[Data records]
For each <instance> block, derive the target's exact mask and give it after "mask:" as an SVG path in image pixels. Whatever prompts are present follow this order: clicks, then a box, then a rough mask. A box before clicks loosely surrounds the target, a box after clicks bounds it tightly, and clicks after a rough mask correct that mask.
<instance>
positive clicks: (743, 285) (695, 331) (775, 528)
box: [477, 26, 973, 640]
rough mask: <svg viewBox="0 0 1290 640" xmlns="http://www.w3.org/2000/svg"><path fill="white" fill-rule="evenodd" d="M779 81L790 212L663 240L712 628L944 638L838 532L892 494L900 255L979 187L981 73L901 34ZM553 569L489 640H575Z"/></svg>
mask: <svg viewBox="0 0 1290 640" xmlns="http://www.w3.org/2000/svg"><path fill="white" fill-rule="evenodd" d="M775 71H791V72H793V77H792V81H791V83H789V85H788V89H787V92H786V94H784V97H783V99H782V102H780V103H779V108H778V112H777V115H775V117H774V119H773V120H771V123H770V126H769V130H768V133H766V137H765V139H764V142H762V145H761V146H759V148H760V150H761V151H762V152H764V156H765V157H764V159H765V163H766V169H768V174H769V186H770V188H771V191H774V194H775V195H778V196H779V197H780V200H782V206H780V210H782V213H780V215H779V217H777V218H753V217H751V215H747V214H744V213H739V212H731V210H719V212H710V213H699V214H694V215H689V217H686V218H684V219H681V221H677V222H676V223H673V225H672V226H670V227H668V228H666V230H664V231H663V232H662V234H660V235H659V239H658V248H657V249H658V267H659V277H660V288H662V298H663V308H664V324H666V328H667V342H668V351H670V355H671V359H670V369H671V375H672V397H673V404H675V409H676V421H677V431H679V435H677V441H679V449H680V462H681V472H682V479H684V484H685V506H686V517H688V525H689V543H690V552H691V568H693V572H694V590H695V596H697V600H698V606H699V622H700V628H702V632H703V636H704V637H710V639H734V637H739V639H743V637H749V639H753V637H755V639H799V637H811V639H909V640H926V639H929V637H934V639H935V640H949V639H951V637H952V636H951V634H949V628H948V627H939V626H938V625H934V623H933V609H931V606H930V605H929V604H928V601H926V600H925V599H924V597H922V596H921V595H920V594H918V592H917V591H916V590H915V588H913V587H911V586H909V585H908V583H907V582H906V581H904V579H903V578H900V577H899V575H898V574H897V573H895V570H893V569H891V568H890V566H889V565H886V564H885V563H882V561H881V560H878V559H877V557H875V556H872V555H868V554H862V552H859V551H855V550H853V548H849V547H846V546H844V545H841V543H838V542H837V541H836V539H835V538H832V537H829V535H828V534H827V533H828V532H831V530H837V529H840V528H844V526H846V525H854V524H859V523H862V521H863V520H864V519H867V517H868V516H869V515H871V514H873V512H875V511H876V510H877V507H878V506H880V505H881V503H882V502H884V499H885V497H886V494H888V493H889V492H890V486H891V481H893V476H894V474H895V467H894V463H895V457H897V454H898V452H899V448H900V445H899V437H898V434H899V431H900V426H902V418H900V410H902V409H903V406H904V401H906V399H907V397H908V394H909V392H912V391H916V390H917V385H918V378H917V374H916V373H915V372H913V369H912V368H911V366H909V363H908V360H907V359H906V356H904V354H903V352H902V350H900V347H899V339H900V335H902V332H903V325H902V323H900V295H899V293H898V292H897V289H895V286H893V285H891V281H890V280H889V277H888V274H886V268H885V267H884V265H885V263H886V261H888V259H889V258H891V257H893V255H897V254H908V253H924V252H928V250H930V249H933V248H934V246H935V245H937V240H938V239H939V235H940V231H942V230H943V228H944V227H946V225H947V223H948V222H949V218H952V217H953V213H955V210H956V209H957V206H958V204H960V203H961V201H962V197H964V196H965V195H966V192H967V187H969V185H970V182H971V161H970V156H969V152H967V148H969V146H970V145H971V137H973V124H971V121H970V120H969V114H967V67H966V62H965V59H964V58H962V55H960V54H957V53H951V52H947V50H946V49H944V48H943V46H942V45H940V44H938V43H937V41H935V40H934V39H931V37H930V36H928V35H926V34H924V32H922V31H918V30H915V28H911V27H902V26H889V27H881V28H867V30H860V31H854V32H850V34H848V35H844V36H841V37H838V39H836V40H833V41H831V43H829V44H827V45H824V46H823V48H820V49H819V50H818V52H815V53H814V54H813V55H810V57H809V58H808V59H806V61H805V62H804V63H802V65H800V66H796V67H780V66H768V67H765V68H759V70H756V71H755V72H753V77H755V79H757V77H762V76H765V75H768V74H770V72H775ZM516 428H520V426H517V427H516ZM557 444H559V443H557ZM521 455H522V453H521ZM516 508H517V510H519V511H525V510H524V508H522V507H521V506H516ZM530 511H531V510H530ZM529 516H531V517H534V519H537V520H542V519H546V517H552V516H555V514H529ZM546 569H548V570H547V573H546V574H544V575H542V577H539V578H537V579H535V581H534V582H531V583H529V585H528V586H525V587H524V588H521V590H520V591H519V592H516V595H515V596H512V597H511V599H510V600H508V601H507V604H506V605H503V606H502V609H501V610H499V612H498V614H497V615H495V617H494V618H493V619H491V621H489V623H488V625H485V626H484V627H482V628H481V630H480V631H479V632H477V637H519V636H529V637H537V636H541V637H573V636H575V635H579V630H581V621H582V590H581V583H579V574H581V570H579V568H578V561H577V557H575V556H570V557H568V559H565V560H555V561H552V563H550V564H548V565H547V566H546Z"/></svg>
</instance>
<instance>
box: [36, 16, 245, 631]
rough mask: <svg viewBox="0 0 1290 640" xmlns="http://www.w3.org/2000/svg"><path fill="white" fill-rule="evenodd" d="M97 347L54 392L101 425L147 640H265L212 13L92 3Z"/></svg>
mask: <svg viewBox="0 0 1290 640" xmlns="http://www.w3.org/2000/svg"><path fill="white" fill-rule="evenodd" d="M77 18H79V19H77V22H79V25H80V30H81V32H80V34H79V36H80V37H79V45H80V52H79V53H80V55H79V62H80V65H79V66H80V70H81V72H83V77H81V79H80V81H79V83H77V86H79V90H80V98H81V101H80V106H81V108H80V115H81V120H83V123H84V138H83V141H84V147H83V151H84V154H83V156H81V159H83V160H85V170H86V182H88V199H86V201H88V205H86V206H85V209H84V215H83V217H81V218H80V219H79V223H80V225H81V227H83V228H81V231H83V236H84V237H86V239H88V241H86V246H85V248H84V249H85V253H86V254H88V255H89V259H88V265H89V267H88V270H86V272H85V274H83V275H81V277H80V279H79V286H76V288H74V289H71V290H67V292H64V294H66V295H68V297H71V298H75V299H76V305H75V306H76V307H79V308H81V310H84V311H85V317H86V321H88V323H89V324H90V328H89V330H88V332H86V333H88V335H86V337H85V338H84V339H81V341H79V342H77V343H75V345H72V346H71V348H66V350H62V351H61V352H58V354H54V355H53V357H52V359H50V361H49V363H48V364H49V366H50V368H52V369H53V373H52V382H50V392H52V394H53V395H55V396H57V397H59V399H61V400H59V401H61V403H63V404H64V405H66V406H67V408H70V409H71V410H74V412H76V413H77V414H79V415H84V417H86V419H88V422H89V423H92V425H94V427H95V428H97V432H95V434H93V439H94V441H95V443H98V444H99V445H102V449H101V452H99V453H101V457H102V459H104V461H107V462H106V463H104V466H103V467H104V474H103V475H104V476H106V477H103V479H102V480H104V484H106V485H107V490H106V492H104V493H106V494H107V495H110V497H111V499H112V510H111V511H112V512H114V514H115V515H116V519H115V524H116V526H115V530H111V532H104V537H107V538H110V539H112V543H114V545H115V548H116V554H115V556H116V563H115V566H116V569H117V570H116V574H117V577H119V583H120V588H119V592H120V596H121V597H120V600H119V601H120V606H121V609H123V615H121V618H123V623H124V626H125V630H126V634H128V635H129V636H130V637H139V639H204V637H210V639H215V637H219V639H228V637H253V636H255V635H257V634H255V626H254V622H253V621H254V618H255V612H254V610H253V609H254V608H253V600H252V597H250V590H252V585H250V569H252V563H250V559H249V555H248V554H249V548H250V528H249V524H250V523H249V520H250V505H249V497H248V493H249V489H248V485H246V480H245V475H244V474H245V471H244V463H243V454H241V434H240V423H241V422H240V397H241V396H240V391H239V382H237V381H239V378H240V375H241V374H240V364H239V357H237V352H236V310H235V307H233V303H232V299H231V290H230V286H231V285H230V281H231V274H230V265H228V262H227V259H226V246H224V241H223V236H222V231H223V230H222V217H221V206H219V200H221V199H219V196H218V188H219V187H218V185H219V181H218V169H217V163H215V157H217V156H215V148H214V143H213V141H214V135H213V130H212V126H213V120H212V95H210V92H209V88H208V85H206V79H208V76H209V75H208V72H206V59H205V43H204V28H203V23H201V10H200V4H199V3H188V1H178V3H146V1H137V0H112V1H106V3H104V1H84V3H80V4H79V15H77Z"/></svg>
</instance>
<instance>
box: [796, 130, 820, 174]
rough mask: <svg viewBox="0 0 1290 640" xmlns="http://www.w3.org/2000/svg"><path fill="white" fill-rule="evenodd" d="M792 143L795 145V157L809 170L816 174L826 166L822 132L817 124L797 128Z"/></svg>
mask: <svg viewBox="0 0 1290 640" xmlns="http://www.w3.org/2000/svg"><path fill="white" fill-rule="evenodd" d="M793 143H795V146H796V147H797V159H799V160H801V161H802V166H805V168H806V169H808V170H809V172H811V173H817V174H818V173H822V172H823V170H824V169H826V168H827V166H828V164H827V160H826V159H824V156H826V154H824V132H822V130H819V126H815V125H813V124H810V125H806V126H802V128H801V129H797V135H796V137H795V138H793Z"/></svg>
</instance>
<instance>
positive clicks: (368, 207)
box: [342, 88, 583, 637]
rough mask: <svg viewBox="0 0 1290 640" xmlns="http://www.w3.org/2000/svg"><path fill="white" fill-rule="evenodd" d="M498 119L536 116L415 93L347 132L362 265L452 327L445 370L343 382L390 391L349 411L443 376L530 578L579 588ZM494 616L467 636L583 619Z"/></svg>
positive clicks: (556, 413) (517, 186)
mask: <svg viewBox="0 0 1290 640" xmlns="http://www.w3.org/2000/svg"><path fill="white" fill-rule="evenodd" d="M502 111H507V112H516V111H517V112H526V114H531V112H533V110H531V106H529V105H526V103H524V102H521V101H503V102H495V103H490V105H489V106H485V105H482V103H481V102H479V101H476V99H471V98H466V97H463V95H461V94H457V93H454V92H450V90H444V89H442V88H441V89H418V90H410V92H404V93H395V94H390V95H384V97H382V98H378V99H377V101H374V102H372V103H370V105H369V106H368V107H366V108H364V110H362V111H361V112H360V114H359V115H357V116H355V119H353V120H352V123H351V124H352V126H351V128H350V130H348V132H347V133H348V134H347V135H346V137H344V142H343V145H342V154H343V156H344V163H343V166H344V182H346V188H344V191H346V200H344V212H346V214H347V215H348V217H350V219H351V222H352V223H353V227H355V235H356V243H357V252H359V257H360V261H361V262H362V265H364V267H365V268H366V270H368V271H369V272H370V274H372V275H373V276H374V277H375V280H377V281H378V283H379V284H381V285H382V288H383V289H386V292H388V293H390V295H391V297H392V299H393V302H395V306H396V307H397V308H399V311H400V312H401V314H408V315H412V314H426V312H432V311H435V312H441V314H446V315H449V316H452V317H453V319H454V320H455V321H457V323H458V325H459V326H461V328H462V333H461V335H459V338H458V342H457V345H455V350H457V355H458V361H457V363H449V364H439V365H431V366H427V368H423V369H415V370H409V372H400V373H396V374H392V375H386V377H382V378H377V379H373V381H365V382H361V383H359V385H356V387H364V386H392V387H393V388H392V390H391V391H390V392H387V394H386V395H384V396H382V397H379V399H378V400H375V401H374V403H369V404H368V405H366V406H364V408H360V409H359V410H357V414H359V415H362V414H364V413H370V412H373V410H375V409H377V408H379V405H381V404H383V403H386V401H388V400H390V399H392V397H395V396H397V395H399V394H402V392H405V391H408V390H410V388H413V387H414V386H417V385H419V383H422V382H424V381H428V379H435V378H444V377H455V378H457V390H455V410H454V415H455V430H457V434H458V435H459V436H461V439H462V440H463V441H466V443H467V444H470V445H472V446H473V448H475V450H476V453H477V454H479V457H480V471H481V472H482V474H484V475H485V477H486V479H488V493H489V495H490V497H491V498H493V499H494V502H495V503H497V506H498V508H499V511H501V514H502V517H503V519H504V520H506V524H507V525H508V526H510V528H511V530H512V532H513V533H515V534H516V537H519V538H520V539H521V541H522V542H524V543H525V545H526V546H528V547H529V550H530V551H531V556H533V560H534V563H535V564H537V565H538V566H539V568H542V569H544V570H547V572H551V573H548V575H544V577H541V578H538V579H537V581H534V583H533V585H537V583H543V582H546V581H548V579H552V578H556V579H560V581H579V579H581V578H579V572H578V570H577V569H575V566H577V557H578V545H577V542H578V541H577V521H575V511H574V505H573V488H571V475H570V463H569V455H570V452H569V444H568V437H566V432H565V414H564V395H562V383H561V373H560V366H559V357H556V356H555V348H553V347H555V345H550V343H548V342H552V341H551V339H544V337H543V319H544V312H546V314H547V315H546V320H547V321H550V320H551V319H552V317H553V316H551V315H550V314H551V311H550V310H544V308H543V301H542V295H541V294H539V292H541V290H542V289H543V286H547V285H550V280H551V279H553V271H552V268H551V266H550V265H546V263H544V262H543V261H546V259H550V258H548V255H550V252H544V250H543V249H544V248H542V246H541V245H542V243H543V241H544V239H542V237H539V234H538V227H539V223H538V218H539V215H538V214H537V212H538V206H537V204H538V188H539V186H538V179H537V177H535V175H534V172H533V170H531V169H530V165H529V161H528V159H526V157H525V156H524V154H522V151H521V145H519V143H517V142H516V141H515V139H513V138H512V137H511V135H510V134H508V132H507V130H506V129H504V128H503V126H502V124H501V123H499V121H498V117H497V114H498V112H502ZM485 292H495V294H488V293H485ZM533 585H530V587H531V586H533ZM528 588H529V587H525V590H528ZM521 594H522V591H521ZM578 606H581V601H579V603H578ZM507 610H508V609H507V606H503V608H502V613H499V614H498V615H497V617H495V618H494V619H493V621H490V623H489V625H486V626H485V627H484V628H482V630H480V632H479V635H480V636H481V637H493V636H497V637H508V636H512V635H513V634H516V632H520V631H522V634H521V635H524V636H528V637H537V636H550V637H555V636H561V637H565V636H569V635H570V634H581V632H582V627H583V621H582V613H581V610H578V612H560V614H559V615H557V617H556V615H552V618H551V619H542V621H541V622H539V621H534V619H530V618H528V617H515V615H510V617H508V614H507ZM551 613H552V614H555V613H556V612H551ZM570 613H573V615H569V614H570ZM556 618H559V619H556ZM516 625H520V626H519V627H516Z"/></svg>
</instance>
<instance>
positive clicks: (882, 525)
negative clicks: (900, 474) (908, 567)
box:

Work task:
Go through the records from the first line and copy each one exactly, ending after the line that contains "box: [477, 26, 973, 640]". Give nothing else.

Expected answer:
For each <instance> block, derive the target's exact mask and give it after "mask:" as an SVG path in image pixels. Whatever prompts are present follow this order: clicks, then a box, then a rough mask. A box before clicks loosely surrounds the target, a box after clicks bounds it tightly, and clicks after a rough mask correct that mask.
<instance>
positive clicks: (743, 285) (695, 331) (775, 528)
box: [477, 26, 973, 640]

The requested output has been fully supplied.